- **WHAT YOU ARE ASKED TO DO**
Nothing but the line with "the dark cloud" and the lines after it, through the end of the records below, is to be repeated, exactly as it is.

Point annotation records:
· · ·
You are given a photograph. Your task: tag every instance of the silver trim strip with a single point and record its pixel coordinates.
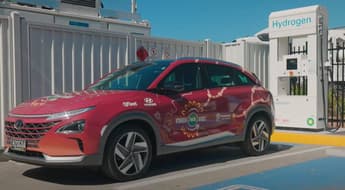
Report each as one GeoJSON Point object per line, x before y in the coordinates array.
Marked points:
{"type": "Point", "coordinates": [29, 116]}
{"type": "Point", "coordinates": [70, 159]}
{"type": "Point", "coordinates": [46, 160]}
{"type": "Point", "coordinates": [203, 139]}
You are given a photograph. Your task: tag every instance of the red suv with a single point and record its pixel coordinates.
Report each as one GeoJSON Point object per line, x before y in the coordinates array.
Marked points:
{"type": "Point", "coordinates": [144, 110]}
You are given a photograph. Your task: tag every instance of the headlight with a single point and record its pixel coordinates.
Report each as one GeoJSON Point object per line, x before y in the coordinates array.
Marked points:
{"type": "Point", "coordinates": [75, 127]}
{"type": "Point", "coordinates": [68, 114]}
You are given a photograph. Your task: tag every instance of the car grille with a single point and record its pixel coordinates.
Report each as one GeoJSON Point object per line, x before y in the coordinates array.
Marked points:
{"type": "Point", "coordinates": [31, 132]}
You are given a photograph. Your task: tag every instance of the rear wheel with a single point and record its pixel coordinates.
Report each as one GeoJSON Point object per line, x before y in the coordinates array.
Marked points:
{"type": "Point", "coordinates": [128, 154]}
{"type": "Point", "coordinates": [258, 136]}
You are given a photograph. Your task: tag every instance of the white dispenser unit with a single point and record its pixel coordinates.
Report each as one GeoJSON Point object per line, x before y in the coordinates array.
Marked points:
{"type": "Point", "coordinates": [298, 49]}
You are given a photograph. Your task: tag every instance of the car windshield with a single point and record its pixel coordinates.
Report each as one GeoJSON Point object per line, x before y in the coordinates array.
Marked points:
{"type": "Point", "coordinates": [137, 76]}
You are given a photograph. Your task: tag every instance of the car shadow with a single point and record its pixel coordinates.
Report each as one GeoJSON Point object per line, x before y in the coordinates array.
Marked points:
{"type": "Point", "coordinates": [160, 165]}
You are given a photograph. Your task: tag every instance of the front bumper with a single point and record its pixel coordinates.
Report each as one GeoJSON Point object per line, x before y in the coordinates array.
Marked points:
{"type": "Point", "coordinates": [45, 160]}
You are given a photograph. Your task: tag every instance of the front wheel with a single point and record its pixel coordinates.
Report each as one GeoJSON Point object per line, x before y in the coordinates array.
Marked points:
{"type": "Point", "coordinates": [258, 136]}
{"type": "Point", "coordinates": [128, 154]}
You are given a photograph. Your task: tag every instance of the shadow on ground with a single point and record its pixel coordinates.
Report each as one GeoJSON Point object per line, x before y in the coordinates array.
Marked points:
{"type": "Point", "coordinates": [2, 157]}
{"type": "Point", "coordinates": [161, 165]}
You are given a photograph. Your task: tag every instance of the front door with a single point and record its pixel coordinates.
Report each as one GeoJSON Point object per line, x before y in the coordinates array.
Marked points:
{"type": "Point", "coordinates": [184, 114]}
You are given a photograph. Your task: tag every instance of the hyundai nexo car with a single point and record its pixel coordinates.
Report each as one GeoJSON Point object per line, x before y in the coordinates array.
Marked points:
{"type": "Point", "coordinates": [144, 110]}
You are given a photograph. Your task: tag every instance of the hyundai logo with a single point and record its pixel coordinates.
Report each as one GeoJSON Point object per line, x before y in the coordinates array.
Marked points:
{"type": "Point", "coordinates": [19, 124]}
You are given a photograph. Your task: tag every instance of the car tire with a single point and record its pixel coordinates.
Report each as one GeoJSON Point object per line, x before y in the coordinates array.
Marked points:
{"type": "Point", "coordinates": [258, 136]}
{"type": "Point", "coordinates": [128, 154]}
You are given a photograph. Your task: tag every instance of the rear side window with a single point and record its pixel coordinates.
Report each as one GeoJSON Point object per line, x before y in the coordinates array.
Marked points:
{"type": "Point", "coordinates": [189, 75]}
{"type": "Point", "coordinates": [223, 76]}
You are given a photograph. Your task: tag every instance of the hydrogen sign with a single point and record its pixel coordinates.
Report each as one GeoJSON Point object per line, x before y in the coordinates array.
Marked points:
{"type": "Point", "coordinates": [298, 22]}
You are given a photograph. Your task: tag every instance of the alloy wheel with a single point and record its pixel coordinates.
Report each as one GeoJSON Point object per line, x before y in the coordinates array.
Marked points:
{"type": "Point", "coordinates": [131, 153]}
{"type": "Point", "coordinates": [260, 136]}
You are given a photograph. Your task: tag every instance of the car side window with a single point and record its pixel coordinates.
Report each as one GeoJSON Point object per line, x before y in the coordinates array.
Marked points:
{"type": "Point", "coordinates": [189, 75]}
{"type": "Point", "coordinates": [223, 76]}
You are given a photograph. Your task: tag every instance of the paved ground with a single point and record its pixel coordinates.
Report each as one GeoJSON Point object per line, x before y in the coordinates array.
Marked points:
{"type": "Point", "coordinates": [318, 164]}
{"type": "Point", "coordinates": [2, 158]}
{"type": "Point", "coordinates": [212, 168]}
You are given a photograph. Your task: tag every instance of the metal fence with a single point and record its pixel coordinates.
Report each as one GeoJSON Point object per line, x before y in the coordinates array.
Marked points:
{"type": "Point", "coordinates": [336, 85]}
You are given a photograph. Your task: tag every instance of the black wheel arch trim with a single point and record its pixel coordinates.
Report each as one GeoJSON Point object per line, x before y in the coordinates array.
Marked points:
{"type": "Point", "coordinates": [127, 117]}
{"type": "Point", "coordinates": [256, 109]}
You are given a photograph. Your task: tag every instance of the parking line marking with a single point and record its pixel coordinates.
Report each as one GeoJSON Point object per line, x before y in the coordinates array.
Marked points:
{"type": "Point", "coordinates": [196, 171]}
{"type": "Point", "coordinates": [308, 138]}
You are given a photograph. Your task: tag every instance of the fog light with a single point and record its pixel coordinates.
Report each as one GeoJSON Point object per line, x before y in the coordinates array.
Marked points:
{"type": "Point", "coordinates": [75, 127]}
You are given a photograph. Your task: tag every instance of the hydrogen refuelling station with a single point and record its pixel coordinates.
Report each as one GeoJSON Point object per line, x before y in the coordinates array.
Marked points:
{"type": "Point", "coordinates": [297, 57]}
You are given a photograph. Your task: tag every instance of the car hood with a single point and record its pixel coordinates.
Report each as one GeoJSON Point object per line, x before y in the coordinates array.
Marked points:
{"type": "Point", "coordinates": [71, 101]}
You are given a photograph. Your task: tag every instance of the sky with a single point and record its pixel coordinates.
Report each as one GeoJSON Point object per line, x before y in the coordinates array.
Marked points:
{"type": "Point", "coordinates": [218, 20]}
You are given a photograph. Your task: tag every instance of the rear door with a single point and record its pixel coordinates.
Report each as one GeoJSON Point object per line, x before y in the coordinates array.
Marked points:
{"type": "Point", "coordinates": [230, 91]}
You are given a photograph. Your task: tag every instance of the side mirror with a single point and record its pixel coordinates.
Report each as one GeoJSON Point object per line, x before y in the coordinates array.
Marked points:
{"type": "Point", "coordinates": [174, 87]}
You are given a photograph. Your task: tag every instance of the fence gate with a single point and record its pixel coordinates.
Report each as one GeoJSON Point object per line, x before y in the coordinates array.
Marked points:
{"type": "Point", "coordinates": [336, 85]}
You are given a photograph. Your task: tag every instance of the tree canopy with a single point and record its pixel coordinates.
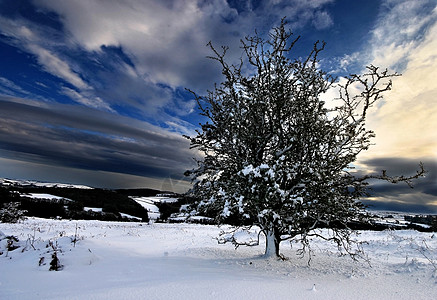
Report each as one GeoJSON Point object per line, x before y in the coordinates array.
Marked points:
{"type": "Point", "coordinates": [275, 154]}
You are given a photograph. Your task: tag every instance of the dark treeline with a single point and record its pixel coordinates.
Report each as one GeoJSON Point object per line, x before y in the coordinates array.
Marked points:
{"type": "Point", "coordinates": [111, 202]}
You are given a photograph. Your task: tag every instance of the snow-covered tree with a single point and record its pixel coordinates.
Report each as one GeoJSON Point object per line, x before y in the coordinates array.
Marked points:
{"type": "Point", "coordinates": [275, 154]}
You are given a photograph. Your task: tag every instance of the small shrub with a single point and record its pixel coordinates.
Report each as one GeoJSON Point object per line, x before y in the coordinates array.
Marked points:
{"type": "Point", "coordinates": [11, 213]}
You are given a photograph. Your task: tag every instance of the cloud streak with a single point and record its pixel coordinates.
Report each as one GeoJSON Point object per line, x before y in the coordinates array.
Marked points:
{"type": "Point", "coordinates": [71, 136]}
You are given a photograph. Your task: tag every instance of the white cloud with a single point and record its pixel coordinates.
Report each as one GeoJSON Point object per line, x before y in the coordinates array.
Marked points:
{"type": "Point", "coordinates": [166, 39]}
{"type": "Point", "coordinates": [400, 28]}
{"type": "Point", "coordinates": [405, 122]}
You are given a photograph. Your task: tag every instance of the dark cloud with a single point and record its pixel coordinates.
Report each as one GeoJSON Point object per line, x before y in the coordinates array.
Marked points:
{"type": "Point", "coordinates": [422, 197]}
{"type": "Point", "coordinates": [73, 136]}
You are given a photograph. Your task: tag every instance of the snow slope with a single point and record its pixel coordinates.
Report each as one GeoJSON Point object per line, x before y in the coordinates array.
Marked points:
{"type": "Point", "coordinates": [113, 260]}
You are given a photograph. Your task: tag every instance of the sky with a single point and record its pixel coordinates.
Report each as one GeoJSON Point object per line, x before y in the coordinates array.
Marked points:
{"type": "Point", "coordinates": [94, 91]}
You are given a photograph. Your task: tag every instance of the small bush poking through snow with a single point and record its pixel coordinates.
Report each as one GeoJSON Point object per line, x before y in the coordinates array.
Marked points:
{"type": "Point", "coordinates": [10, 213]}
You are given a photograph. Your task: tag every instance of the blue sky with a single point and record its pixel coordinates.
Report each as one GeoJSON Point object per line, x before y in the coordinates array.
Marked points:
{"type": "Point", "coordinates": [93, 91]}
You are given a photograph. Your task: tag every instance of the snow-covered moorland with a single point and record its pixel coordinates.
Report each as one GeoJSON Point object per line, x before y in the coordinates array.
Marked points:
{"type": "Point", "coordinates": [110, 260]}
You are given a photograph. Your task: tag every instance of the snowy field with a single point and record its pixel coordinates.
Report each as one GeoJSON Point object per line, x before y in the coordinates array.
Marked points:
· · ·
- **SOLUTION TO THIS TASK**
You are given a photograph. Your task: tag every instance of the dark cloud with a single point and record its pixel coordinates.
Report each as one GeoJSON Point object per line, x before y in the coordinates array.
Marked points:
{"type": "Point", "coordinates": [422, 197]}
{"type": "Point", "coordinates": [73, 136]}
You are given a photograph. Your task: tag every instance of the snow slope with a single point and record its pixel coordinates.
Report each as one GeoJSON Point object per line, x before y in the coordinates array.
Marked points:
{"type": "Point", "coordinates": [113, 260]}
You are given a photograph. Your task: tag every instance of the sky with a single point and record its pixel coordinates.
Report each as one GeoJSON Point object per line, x before y in the coordinates array.
Marked points:
{"type": "Point", "coordinates": [94, 91]}
You are given a photograph. Your task: tag every instance of the small bush poking through snow with a single point and record its pixel coordinates.
Report each as one GeoJSON Point object per line, x before y in the coordinates array.
Marked points:
{"type": "Point", "coordinates": [10, 213]}
You are given a photograph. Your task: tag every instance of the blue sky with a single point and record its pixel coordinates.
Report each as one GeoJSON Point object per line, x before y in the coordinates array.
Marked points:
{"type": "Point", "coordinates": [93, 91]}
You are given a photograph. Your task: tag every instance of the snow-covered moorland with a single point and record its pixel coordinates.
Report each as one GeoJSON Point object per line, x before y in the coordinates array.
Marked points:
{"type": "Point", "coordinates": [110, 260]}
You are given a photograph. Your task: tag every instance of the snowy field with a single point and record its pixel coordinates.
Report each as one GeoJSON Point object per line, x before y in the coordinates array.
Marked points:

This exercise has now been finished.